Issue with AWS ECS Auto-Scaling and Binpack Task Placement Strategy: Tasks Not Shifting Back After Scale-In

In AWS ECS, I use auto-scaling and a binpack task placement strategy. I am facing an issue where, once the tasks scale up and instances are attached to ECS, after a scale-in event, some tasks remain on different instances and do not shift back to fewer instances as expected. How can I resolve this issue?

Topics

Management & Governance Containers

Tags

AWS Auto Scaling Amazon Elastic Container Service

Language

English

Tharunkumar

asked a month ago307 views

2 Answers

Newest
Most votes
Most comments

Accepted Answer

Hi Tharunkumar,

Please try this below solution, I hope it will help to resolve your issue.

Implement an ECS Task Rebalancer:

Create a Lambda Function: This function will check the task placement and stop tasks that need to be redistributed.
Invoke Lambda Function Periodically: Use CloudWatch Events to trigger the Lambda function at regular intervals.
CloudFormation Template: Use a CloudFormation template to create the Lambda function and set up the CloudWatch Event rule.

Lambda Function (Python)

This function lists tasks in your ECS cluster, groups them by instance, and stops tasks from under-utilized instances:


import boto3

ecs_client = boto3.client('ecs')

def lambda_handler(event, context):
    cluster_name = 'your-cluster-name'
    service_name = 'your-service-name'
    
    # List tasks
    tasks = ecs_client.list_tasks(cluster=cluster_name, serviceName=service_name)['taskArns']
    
    # Describe tasks
    tasks_details = ecs_client.describe_tasks(cluster=cluster_name, tasks=tasks)['tasks']
    
    # Group tasks by instance
    tasks_by_instance = {}
    for task in tasks_details:
        instance_id = task['containerInstanceArn']
        if instance_id not in tasks_by_instance:
            tasks_by_instance[instance_id] = []
        tasks_by_instance[instance_id].append(task['taskArn'])
    
    # Example logic: Stop tasks from under-utilized instances
    for instance_id, task_arns in tasks_by_instance.items():
        if len(task_arns) == 1:  # Adjust this threshold based on your binpack strategy
            ecs_client.stop_task(cluster=cluster_name, task=task_arns[0])
    
    return {
        'statusCode': 200,
        'body': 'Rebalanced tasks'
    }

CloudFormation Template

This template sets up the Lambda function and the CloudWatch Event rule to trigger it periodically:


AWSTemplateFormatVersion: '2010-09-09'
Resources:
  MyLambdaExecutionRole:
    Type: AWS::IAM::Role
    Properties:
      AssumeRolePolicyDocument:
        Version: '2012-10-17'
        Statement:
          - Effect: Allow
            Principal:
              Service: lambda.amazonaws.com
            Action: sts:AssumeRole
      Policies:
        - PolicyName: LambdaExecutionPolicy
          PolicyDocument:
            Version: '2012-10-17'
            Statement:
              - Effect: Allow
                Action:
                  - logs:CreateLogGroup
                  - logs:CreateLogStream
                  - logs:PutLogEvents
                  - ecs:ListTasks
                  - ecs:DescribeTasks
                  - ecs:StopTask
                Resource: '*'

  MyLambdaFunction:
    Type: AWS::Lambda::Function
    Properties:
      FunctionName: MyRebalanceFunction
      Handler: index.lambda_handler
      Role: !GetAtt MyLambdaExecutionRole.Arn
      Code:
        ZipFile: |
          import boto3
          
          ecs_client = boto3.client('ecs')

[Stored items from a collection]
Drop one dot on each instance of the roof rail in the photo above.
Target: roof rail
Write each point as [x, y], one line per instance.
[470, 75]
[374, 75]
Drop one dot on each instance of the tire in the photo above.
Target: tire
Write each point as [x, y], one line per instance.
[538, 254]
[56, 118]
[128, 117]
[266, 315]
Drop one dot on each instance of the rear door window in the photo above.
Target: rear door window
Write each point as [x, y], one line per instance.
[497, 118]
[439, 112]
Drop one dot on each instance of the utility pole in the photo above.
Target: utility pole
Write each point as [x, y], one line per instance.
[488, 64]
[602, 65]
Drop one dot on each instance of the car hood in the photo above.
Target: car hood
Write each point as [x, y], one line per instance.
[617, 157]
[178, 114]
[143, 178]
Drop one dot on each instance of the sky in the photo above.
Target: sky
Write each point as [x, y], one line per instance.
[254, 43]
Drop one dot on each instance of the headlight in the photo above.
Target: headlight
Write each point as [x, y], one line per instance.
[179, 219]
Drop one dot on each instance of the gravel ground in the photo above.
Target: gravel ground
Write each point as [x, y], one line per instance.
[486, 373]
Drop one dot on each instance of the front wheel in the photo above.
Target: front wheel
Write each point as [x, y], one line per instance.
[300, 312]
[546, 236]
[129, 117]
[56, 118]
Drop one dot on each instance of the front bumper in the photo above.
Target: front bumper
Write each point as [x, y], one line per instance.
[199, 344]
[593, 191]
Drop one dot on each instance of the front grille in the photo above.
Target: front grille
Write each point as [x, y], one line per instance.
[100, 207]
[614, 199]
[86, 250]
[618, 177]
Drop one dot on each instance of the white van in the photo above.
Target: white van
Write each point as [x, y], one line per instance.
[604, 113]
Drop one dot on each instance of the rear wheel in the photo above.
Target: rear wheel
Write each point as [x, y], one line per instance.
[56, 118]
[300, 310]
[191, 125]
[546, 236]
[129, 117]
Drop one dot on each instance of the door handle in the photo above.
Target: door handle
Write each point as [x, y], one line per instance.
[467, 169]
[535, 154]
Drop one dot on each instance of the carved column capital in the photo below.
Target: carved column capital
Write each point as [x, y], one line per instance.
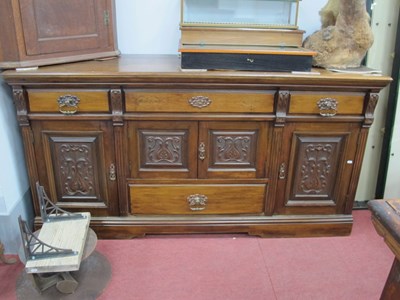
[370, 104]
[116, 107]
[20, 104]
[281, 107]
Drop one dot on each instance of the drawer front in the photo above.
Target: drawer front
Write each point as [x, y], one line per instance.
[68, 101]
[230, 102]
[326, 104]
[169, 199]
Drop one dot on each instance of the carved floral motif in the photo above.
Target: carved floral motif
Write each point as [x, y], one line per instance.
[76, 169]
[233, 149]
[163, 149]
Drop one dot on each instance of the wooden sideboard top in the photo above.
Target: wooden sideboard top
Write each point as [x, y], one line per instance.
[386, 218]
[166, 69]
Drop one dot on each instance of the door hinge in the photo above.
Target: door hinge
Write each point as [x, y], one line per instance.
[106, 17]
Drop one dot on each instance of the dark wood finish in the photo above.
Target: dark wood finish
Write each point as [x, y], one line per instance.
[213, 199]
[246, 62]
[195, 152]
[319, 158]
[41, 32]
[386, 219]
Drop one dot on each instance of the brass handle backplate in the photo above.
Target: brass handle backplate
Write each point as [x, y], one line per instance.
[200, 101]
[197, 202]
[282, 171]
[68, 104]
[202, 151]
[112, 173]
[327, 107]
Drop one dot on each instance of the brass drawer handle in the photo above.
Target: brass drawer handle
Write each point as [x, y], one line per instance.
[197, 202]
[200, 101]
[327, 107]
[202, 151]
[68, 104]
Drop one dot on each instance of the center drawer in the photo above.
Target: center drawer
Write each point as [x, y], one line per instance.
[199, 101]
[181, 199]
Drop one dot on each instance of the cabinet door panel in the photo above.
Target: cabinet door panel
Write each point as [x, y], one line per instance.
[232, 149]
[317, 167]
[163, 149]
[77, 163]
[63, 26]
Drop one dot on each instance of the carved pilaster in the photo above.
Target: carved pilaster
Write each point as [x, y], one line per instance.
[370, 104]
[282, 105]
[20, 103]
[117, 107]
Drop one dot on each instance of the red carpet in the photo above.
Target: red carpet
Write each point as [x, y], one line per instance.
[229, 267]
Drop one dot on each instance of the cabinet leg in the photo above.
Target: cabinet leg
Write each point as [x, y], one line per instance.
[44, 281]
[392, 286]
[7, 261]
[67, 285]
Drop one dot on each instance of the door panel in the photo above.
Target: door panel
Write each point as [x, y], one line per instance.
[232, 149]
[80, 165]
[52, 26]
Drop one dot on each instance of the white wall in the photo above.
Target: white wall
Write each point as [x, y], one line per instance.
[143, 27]
[14, 188]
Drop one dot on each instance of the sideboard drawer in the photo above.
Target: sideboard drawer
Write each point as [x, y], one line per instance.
[312, 103]
[223, 102]
[174, 199]
[68, 101]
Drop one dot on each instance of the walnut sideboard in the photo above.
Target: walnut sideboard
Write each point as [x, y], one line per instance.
[147, 148]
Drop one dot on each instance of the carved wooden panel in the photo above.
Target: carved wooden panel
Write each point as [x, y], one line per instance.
[233, 149]
[77, 165]
[236, 149]
[62, 26]
[163, 149]
[316, 167]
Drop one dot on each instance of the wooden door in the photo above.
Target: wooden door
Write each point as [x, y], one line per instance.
[76, 165]
[232, 149]
[56, 26]
[317, 164]
[163, 149]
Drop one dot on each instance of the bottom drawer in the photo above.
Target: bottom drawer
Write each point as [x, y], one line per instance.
[170, 199]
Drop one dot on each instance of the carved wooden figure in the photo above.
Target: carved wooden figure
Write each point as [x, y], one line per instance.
[345, 36]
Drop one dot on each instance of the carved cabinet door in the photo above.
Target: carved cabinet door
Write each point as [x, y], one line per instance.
[316, 168]
[76, 164]
[232, 149]
[65, 26]
[163, 149]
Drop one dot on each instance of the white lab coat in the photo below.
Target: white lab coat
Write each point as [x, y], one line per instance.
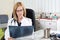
[24, 22]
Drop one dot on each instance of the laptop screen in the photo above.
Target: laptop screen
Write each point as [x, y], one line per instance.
[20, 31]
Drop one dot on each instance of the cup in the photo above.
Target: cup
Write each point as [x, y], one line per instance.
[47, 33]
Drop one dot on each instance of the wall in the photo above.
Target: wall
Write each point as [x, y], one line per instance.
[38, 6]
[6, 7]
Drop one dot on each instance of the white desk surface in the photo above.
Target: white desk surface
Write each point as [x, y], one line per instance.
[38, 35]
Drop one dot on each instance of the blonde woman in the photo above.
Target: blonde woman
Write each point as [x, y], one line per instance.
[19, 19]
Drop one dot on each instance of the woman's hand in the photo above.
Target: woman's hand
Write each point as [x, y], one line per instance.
[10, 38]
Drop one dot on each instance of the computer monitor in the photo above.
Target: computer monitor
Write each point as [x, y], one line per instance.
[20, 31]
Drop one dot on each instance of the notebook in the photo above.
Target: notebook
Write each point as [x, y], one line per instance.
[20, 31]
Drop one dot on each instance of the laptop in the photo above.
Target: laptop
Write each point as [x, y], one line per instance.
[20, 31]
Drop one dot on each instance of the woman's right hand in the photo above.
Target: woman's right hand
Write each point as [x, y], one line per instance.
[10, 38]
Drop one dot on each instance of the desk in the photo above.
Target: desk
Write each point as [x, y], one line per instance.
[38, 35]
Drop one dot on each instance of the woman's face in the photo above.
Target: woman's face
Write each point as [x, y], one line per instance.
[19, 12]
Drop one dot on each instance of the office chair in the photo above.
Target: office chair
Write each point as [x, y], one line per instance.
[30, 14]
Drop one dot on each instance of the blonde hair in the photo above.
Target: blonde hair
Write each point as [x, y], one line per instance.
[15, 7]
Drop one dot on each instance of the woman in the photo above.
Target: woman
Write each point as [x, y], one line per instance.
[19, 19]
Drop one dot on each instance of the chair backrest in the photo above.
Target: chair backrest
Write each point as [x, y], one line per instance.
[3, 21]
[30, 14]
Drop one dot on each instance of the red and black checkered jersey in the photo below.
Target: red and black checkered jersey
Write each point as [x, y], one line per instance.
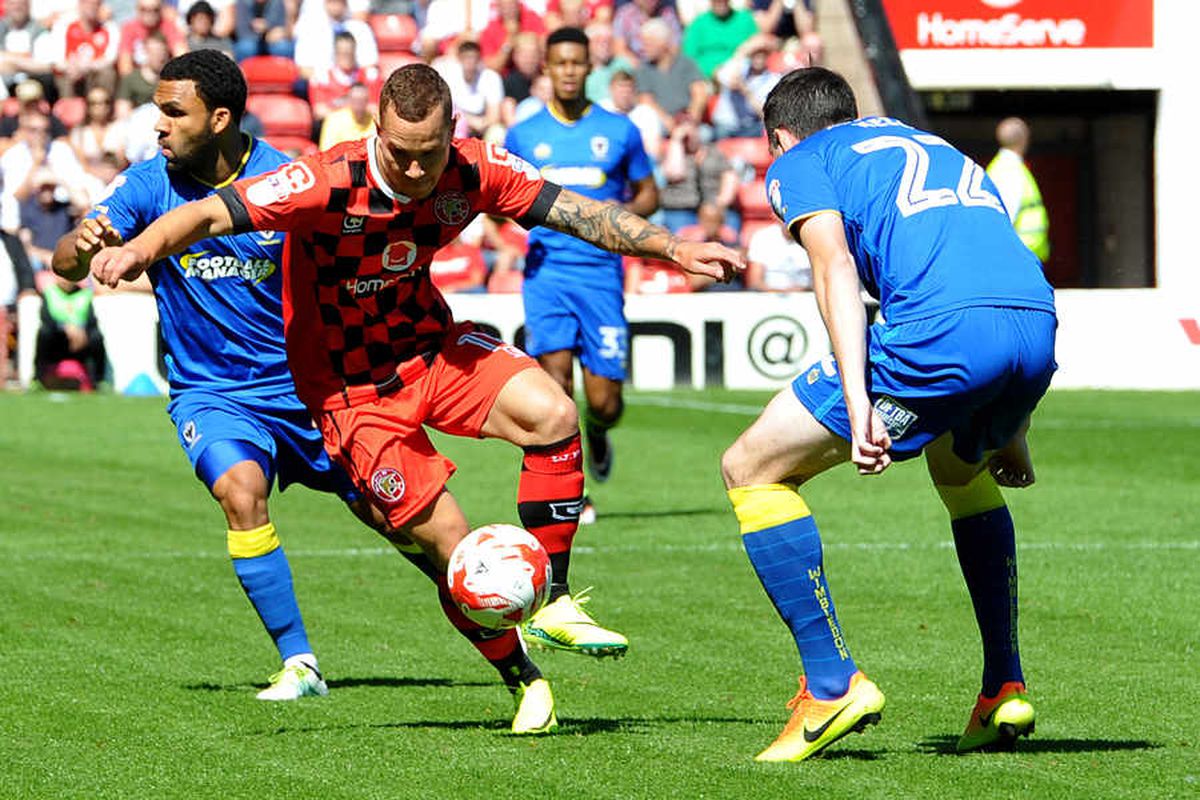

> **Task to complete**: In the ECS auto-scaling thread, what does the accepted answer use to trigger the Lambda function at regular intervals?

> **Exercise result**: CloudWatch Events